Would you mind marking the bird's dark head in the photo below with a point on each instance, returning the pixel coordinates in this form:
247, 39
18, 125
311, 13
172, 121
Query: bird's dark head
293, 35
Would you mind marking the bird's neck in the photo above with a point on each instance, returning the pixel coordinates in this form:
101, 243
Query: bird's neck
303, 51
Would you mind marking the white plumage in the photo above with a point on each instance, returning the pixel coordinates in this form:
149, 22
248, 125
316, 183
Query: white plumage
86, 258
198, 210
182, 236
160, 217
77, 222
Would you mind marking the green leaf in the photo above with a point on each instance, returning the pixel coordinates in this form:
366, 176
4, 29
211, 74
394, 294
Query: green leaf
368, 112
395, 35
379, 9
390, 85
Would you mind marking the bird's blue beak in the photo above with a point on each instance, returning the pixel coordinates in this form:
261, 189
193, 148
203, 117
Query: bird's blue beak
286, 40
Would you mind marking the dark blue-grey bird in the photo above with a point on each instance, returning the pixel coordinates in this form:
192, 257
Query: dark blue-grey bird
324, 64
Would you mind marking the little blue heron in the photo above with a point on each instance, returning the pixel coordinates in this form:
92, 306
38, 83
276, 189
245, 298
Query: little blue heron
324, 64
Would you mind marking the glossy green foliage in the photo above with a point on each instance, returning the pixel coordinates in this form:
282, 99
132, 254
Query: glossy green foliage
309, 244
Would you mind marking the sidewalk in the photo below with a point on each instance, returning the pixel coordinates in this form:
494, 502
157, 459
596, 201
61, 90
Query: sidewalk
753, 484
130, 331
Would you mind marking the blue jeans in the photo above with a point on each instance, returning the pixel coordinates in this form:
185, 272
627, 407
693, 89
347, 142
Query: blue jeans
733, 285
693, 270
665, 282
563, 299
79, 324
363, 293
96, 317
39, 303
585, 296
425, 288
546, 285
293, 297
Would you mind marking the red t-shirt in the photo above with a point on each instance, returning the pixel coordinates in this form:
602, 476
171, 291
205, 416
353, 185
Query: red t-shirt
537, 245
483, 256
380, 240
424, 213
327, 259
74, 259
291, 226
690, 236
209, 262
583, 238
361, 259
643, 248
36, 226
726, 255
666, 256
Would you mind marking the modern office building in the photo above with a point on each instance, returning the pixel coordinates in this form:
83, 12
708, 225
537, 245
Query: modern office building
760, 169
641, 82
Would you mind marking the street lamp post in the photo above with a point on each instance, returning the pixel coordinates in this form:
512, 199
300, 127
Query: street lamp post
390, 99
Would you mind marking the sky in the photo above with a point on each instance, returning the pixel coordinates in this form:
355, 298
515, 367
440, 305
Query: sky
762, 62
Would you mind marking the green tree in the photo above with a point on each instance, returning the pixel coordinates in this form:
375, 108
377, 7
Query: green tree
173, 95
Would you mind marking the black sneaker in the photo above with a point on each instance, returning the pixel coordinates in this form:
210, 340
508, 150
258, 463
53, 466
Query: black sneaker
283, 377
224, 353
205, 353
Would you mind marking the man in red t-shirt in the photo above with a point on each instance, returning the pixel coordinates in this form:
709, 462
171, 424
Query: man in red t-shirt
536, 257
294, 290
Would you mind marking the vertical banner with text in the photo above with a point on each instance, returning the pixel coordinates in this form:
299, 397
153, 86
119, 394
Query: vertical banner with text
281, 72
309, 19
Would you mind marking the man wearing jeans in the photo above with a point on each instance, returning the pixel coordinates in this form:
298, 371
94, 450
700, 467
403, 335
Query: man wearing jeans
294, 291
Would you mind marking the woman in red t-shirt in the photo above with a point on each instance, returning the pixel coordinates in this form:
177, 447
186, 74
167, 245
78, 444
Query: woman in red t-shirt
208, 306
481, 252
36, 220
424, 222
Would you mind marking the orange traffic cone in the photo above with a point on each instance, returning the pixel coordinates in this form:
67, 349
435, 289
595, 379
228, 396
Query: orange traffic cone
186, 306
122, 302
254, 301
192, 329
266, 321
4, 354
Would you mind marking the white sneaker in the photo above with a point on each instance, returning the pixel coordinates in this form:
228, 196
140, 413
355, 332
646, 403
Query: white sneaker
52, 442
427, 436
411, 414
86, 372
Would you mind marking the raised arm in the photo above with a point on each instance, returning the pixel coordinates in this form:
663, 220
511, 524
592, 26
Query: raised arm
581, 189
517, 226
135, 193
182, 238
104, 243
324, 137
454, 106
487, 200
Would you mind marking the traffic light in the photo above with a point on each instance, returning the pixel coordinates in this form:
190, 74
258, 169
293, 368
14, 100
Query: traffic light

_Task to carry out:_ Reproduce every row above word for word, from the first to the last.

_Exercise solution:_
Would you mind marking the bird's dark head in the photo below with a point on each instance, returning the pixel coordinates in this form:
247, 39
18, 125
311, 13
172, 121
Query: bird's dark head
293, 35
Would you mind marking the bird's neck in the photo above with a point on each instance, returning the pixel coordinates in this form:
101, 243
Query: bird's neck
303, 51
Would you mind marking the white plumage in the photo above with a point on each instance, returning the pixel coordinates in this form:
149, 22
248, 125
316, 183
Query: white plumage
86, 258
198, 210
182, 236
160, 217
77, 222
Would you mind marking the green leaf in the photo above with a point on each instance, returning the pixel coordinates in this form:
366, 176
4, 29
211, 74
394, 294
Query: green leaf
368, 112
395, 35
379, 9
390, 85
Would you mind marking the bird's blue beak in the photo above with a point on each instance, returning the pixel coordinates in this form:
261, 189
193, 148
203, 117
Query: bird's blue beak
286, 40
Would you mind marking the dark blue-grey bird in the photo above with a point on each instance, returning the pixel coordinates in this form:
192, 257
Query: dark blue-grey bird
324, 64
Would you mind marking the little blue heron in the photo above with a point on each instance, returning the pixel coordinates in this form:
92, 306
38, 83
276, 189
245, 298
Query: little blue heron
324, 64
Would you mind marking the glossy green foliage in the photo above with a point on each instance, returning the pixel coordinates in this form:
282, 99
132, 254
Query: glossy green foliage
309, 244
Would you mind marking the sidewalk in the photo below with a point on each instance, returning the pixel coordinates in this form:
494, 502
157, 459
596, 201
61, 90
Query: sidewalk
753, 484
130, 331
Would you mind marking the blue jeans in the photo above with a point on each instance, returning the pixel coordinates in this form:
185, 272
627, 407
693, 89
347, 142
Query: blue jeans
733, 285
693, 270
665, 282
563, 299
79, 324
363, 293
96, 317
39, 303
585, 296
425, 288
546, 285
293, 297
Would you mind marking the red t-shirt in the photo above with a point on each instance, returning the pixel coordinates in this form:
602, 476
171, 291
205, 416
353, 185
Query: red t-shirt
537, 245
483, 256
380, 240
424, 213
327, 259
74, 259
291, 226
690, 236
209, 262
583, 238
361, 259
643, 248
36, 226
726, 255
666, 256
Would you mind marking the modern office building in the photo above with a point on each instance, returning the pixel coordinates in this form:
83, 12
708, 225
537, 245
Query: modern office building
760, 169
641, 82
Would you mind marking the street lamp post in the photo above with a point on each instance, returning the pixel coordinates in this form:
512, 199
300, 127
Query: street lamp post
390, 99
Would you mind marking the sky in the photo above with a point on each instance, returning the pixel coordinates in this form:
355, 298
515, 367
440, 305
Query: sky
762, 62
Would you mind marking the green tree in the photo above with a point on each instance, returning the pixel coordinates in this form:
375, 108
377, 7
Query: green tree
173, 95
Would you mind marking the black sneaker in the photo above with a point on each instance, returning the pixel coordinates in this form:
210, 340
508, 150
258, 463
53, 466
Query: black sneaker
283, 377
224, 353
205, 353
Would you mind marking the man in red t-shirt in the photo above with a point on each instance, returning the pixel coordinates in this form:
709, 462
171, 424
Query: man in red t-shirt
536, 257
294, 290
Would you mind marking the vertical banner with text in the photo above with a point on each instance, returning the pixel coordinates in this form:
299, 397
153, 86
119, 394
Query: vertical banner with text
281, 72
309, 19
Would you mind marking the man wearing jeans in the photo above with a point on each instance, returning the pixel coordinates in this form:
298, 371
94, 450
700, 467
403, 335
Query: man wearing jeans
294, 291
Would you mind marking the woman in red t-shirt in the photo above with a point on each instance, returning the pixel coordinates in this form:
177, 447
186, 74
167, 245
78, 444
Query: woman in red t-shirt
208, 306
481, 252
36, 220
424, 222
Would you mind marking the orange traffic cone in the photo above with a point on each instance, returning the pixel coordinates in this form:
67, 349
435, 289
595, 379
228, 396
Query: orange traffic cone
186, 306
122, 302
254, 301
192, 329
266, 321
4, 354
Would you mind marking the white sneaker in the photo above with a point on each instance, returning the pixel coordinates in this form:
228, 196
140, 413
355, 332
646, 403
Query: white sneaker
52, 442
427, 436
411, 414
86, 372
Would you mind marking the raised arm in the photo above with a point on each instance, returning the pixel coordinates in this form:
663, 220
511, 524
592, 26
Query: raised arm
581, 189
517, 226
135, 193
182, 238
104, 243
324, 137
454, 106
487, 200
Would you mind marking the traffic light in the photo above with a point on each instance, returning the pixel coordinates in this form:
190, 74
258, 169
293, 368
14, 100
Query: traffic light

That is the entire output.